Start Data in this exercise

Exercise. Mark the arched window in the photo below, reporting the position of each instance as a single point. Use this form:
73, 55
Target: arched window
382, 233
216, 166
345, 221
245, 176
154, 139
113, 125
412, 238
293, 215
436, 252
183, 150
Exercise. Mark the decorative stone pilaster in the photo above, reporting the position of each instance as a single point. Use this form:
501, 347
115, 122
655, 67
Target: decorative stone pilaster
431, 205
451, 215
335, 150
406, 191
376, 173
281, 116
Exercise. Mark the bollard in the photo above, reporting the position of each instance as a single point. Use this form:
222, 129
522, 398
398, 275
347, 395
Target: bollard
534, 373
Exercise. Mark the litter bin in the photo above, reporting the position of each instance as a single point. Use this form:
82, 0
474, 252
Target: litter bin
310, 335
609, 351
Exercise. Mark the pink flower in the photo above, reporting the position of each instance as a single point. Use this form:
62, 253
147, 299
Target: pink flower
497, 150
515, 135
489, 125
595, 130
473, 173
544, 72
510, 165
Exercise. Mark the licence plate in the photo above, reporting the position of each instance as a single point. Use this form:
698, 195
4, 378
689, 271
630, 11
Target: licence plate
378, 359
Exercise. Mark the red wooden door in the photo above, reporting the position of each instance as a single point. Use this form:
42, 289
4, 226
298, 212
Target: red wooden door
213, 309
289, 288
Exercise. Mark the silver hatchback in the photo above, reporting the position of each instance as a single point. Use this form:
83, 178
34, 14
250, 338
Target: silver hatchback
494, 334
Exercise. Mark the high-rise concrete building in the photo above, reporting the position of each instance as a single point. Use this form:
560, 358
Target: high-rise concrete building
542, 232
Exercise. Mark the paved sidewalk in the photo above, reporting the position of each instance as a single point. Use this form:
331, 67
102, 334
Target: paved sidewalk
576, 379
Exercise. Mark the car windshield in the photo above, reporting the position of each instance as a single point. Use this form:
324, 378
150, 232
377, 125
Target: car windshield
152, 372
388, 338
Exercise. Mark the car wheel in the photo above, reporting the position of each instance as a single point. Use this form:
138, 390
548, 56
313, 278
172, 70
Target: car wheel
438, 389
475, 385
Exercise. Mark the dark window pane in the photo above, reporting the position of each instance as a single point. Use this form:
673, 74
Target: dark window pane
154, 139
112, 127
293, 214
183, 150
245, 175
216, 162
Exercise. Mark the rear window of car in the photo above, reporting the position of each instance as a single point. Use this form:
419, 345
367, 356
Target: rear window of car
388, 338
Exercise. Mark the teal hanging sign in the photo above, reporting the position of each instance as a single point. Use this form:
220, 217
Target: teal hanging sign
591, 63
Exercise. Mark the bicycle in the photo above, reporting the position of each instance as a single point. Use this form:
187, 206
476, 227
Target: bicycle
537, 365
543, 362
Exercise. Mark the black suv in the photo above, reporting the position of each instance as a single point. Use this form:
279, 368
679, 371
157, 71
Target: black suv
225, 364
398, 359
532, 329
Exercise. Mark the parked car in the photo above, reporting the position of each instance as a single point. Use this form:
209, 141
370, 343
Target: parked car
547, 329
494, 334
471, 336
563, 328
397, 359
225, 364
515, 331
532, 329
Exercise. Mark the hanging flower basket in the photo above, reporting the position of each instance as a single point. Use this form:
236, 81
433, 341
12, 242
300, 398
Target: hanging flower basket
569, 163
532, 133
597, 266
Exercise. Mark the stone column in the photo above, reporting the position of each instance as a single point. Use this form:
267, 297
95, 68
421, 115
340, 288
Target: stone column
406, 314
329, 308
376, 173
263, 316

End Data in this exercise

## Goal
The required output is the span of lines from the one containing "Exercise. Mark the paved" to the last line, reproduced character for character.

## Written answer
Exercise. Mark the paved sidewalk in the photo above, reporting the position of each instance as a single point. Use this form:
331, 67
102, 334
Target: paved sidewalk
576, 379
Exercise. Mark the car windshield in the photo above, reporting the position of each instance as a single point. Use this form:
324, 378
150, 232
377, 125
Target: car windshield
152, 372
388, 338
Exercise. Mark the car wheel in the photo above, reporting the position of each instance as a single point. Use this form:
138, 390
548, 56
313, 278
172, 70
Target: car wheel
438, 389
475, 385
Exercise. Mark the dark window pane in the photo above, reporting the position of each instance as a single point. Use this form:
673, 74
Target: dark window pane
154, 139
112, 127
293, 214
183, 150
245, 175
216, 162
Exercise. Mark the rear window of car in the photo above, reporting the position of each instance as a single point. Use this form:
419, 345
367, 356
Target: rear window of car
388, 338
Exercise. Mark the teal hanging sign in the photo above, reporting the position of each instance as a single point. Use this form:
220, 217
Target: teal hanging sign
591, 63
Exercise. Mark the bicycle in the photo above, reporting the position of each instance as a single point. Use this form:
187, 206
476, 227
Target: bicycle
537, 365
543, 362
Exercise. Mark the black suv in the photo above, reporting the position of each instance as a single point. Use this form:
279, 368
679, 371
157, 71
Target: black suv
225, 364
398, 359
532, 329
Exercise. Mark the parked car in the photo above, reporting the position of each instance as a single point. Use this form:
209, 141
370, 343
Target: parked car
547, 329
494, 334
471, 336
563, 328
397, 359
225, 364
515, 331
532, 329
Exercise. Mark the hanging flower basket in the photo above, reporting the position of each instance as a single point. Use this form:
236, 81
433, 341
12, 242
300, 398
Target: hanging flower basket
569, 163
532, 133
597, 266
Exercise. Mark the stone column in the photo above, reporting the position of each instance as a single point. Use this form:
267, 297
95, 68
421, 115
340, 288
Target: stone column
406, 314
329, 308
376, 173
263, 316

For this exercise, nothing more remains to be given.